(Beginning of Provided material)
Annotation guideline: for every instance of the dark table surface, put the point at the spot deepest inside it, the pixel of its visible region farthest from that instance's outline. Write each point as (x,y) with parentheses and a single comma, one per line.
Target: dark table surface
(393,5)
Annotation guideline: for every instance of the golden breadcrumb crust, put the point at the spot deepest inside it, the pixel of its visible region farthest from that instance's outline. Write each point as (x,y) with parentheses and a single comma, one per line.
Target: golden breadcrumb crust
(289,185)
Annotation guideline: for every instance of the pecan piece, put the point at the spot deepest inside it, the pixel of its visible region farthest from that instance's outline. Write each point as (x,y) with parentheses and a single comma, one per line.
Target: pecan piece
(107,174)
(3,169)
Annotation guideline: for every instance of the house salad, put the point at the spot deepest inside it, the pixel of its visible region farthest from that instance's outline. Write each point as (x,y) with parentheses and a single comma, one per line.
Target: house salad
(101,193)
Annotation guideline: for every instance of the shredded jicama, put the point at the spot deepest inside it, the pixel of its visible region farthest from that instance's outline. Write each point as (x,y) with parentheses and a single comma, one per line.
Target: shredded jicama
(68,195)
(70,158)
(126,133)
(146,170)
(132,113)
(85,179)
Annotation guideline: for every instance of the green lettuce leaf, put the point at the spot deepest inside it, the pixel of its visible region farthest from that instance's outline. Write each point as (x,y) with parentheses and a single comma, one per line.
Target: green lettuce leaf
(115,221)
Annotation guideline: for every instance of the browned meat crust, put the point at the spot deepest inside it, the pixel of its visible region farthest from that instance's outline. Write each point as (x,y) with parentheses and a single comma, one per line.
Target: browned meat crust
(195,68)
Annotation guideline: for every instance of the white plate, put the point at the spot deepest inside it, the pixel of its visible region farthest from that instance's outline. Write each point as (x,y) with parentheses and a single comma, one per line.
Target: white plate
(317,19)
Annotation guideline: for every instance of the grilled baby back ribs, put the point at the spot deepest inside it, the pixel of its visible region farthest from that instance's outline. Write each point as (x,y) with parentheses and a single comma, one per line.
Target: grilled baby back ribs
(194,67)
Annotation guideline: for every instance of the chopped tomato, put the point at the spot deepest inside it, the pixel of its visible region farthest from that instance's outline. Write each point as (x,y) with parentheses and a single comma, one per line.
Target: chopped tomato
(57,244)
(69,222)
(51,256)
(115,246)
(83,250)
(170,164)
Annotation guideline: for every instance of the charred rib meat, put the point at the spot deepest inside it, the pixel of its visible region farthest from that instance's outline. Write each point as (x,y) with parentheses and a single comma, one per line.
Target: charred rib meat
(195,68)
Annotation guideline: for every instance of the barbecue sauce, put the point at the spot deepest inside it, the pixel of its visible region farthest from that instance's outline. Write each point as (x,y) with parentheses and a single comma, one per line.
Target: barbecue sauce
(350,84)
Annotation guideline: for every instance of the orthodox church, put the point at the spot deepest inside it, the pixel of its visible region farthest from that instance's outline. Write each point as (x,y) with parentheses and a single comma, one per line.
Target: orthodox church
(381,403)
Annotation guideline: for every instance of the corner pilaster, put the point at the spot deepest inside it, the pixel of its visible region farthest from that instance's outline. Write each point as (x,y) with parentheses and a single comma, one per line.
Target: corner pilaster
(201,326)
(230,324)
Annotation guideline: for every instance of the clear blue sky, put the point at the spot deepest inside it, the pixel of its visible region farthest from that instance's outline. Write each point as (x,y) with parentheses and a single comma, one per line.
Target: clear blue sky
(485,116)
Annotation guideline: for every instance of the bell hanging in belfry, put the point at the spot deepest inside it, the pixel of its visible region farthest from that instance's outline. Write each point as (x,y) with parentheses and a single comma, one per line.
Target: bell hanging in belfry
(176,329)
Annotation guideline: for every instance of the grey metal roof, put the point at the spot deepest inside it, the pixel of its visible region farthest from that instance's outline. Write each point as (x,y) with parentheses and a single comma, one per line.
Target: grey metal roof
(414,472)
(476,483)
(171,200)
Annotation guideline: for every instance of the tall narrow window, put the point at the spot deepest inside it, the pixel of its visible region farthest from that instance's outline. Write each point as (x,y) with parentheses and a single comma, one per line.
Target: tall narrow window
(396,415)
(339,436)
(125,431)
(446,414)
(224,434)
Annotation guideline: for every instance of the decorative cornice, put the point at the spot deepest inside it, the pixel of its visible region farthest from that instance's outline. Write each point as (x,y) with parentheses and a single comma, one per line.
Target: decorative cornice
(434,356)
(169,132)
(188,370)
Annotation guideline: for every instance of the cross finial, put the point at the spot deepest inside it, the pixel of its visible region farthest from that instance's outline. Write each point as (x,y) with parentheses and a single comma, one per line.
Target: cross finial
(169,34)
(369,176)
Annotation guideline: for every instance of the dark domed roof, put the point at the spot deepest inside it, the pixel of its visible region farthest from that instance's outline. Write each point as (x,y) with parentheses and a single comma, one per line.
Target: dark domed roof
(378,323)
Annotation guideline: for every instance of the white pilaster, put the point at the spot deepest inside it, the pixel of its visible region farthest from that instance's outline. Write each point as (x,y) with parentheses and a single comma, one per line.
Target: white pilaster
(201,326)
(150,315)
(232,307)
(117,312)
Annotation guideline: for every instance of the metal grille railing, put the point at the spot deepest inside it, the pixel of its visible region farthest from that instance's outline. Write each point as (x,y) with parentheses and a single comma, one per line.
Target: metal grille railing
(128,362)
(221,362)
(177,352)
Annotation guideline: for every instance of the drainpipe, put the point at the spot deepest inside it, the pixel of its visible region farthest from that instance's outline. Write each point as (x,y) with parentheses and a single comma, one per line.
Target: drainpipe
(End of Provided material)
*Problem statement*. Copy out all of the lines above exactly.

*Output for this task*.
Annotation guideline: for every instance of the dark table surface, put the point at the spot deepest inside it, the pixel of its visible region farthest from that instance's outline. Write each point as (x,y) with parentheses and a single comma, one per line.
Target: dark table surface
(393,5)
Annotation guideline: for every instance of the golden breadcrumb crust, put the point at the spot deepest inside it, the pixel of its visible region farthest from that instance's outline. Write each point as (x,y) with parentheses and a single comma, one per line.
Target: golden breadcrumb crust
(289,185)
Annotation guideline: for every instance of the pecan piece, put the point at the spot deepest inside it, the pixel of its visible region farthest from that instance's outline. Write each point as (x,y) with parentheses and a single comma, one per line.
Target: pecan piece
(107,174)
(3,169)
Annotation guideline: for every instance of the house salad, put the point at the spot deepest inside it, the pixel of its visible region farthest from that instance's outline. Write each point as (x,y) with parentheses and a single comma, one per line.
Target: house salad
(101,193)
Annotation guideline: for every instance of the shredded jicama, put the point at the spot deepest inside it, the pixel of its visible region farthest from that instance's outline. Write each point as (x,y) with parentheses and a single comma, one per line.
Target: shredded jicama
(68,195)
(70,158)
(126,133)
(146,170)
(132,113)
(85,179)
Annotation guideline: for every instance of the green lettuce leaf, put the point at the spot deepest inside it, the pixel of its visible region farthest from that instance's outline. Write each point as (x,y) with parentheses and a single comma, one per line.
Target: green lettuce leaf
(115,221)
Annotation guideline: for every instance of the browned meat crust, put the point at the spot deepest inside it, the pixel of its visible region farthest from that instance's outline. Write each point as (x,y) with parentheses and a single comma, one per line.
Target: browned meat crust
(195,68)
Annotation guideline: for every instance of the white plate, put the point at the spot deepest inside it, the pixel of its visible region farthest from that instance's outline. Write each point as (x,y) with parentheses and a single comma, one per line.
Target: white plate
(317,19)
Annotation guideline: for every instance of the grilled baby back ribs, put the point at the spot deepest inside it, the pixel of its visible region farthest from that instance's outline. Write each point as (x,y) with parentheses and a single comma, one per line.
Target: grilled baby back ribs
(194,67)
Annotation guideline: for every instance of the chopped tomato, put the point at the spot deepest inside it, the pixel of its visible region farthest from that instance's outline. Write each point as (x,y) with parentheses and a single comma, one per line.
Target: chopped tomato
(57,244)
(69,222)
(51,256)
(115,246)
(83,250)
(170,164)
Annotation guideline: for every instance of the charred rib meat, put the point at the spot deepest inside it, the pixel of its visible region farthest from that instance's outline. Write each point as (x,y) with parentheses and a single comma, one per line.
Target: charred rib meat
(195,68)
Annotation guideline: for every instance of the barbecue sauce, put the point at the spot deepest inside it, the pixel of its visible region farthest from that instance's outline. Write each point as (x,y) with parentheses and a single comma, one per line.
Target: barbecue sauce
(350,84)
Annotation guideline: for every instance of the orthodox church, put the point at the spot deepest inside it, the pixel of its visible region farthest from that instance's outline. Write each point as (x,y) with parentheses and a single comma, one per line.
Target: orthodox church
(381,403)
Annotation guideline: for every instance of the corner pilaster, put the point at the spot deepest inside it, the pixel of its visible region farthest from that instance's outline. Write each point as (x,y) with parentheses and a single comma, one per line.
Target: corner pilaster
(201,326)
(230,324)
Annotation guideline: for every instance of the clear blue sky, put the point at the spot deepest inside it, the pixel of its visible region farthest from that instance's outline. Write each point as (x,y) with parentheses and a single comma, one per line.
Target: clear blue sky
(485,116)
Annotation guideline: for every instance of the bell hanging in belfry, put the point at the spot deepest inside it, the pixel of its visible region farthest from that instance's outline. Write each point as (x,y) with parentheses and a single comma, one per line.
Target: bell hanging in belfry
(176,329)
Annotation guideline: for every instance of the grey metal roof, put the point at the spot deepest inside it, the pixel of its visible region farthest from that instance's outline. Write each point as (x,y) with parentheses and a single comma, one per line.
Target: grey metal roof
(414,472)
(476,483)
(171,200)
Annotation guideline: for every instance of the tall narrow window, put the point at the spot deepest inside it, the pixel of its visible region farthest from that instance's outline. Write each point as (x,y) with parentheses and a single comma, one per line.
Target: tall narrow window
(396,415)
(339,436)
(125,431)
(446,414)
(224,434)
Annotation guideline: for every instance of the decorative cornice, put the point at the spot deepest inside it, the pixel of its visible region farthest from that instance's outline. Write each point as (x,y) with parentheses and a single comma, one per line.
Target: decorative cornice
(434,356)
(169,132)
(188,370)
Annotation guideline: for every instance of the cross finial, put the point at the spot deepest inside it, the pixel of its visible region farthest from that instance's outline. Write each point as (x,y) with parentheses and a single comma, one per line.
Target: cross finial
(169,34)
(369,176)
Annotation guideline: for every instance of the dark domed roof, put the point at the spot deepest inside it, the pixel of its visible region farthest from that instance's outline. Write each point as (x,y) with parentheses and a single comma, one per line.
Target: dark domed roof
(378,323)
Annotation guideline: for every instance of the white pilaster, put the point at the spot deepest inside it, the pixel of its visible region farthest from that instance's outline. Write each point as (x,y) with parentheses and a single comma, one per line.
Target: white pilaster
(201,326)
(150,315)
(232,307)
(117,312)
Annotation guideline: for every instance of the metal grille railing, put the point at the spot deepest inside it, the pixel of its visible region farthest from that instance's outline. Write each point as (x,y) with parentheses and a single comma, one per line.
Target: metal grille railing
(128,362)
(221,362)
(177,352)
Annotation guideline: for every instance of the drainpipe, put the point at the spot deepest inside it, the pixel of its visible region farthest from that instance's outline. Write each point as (x,y) with parentheses and a single comma, one per line.
Target: drainpipe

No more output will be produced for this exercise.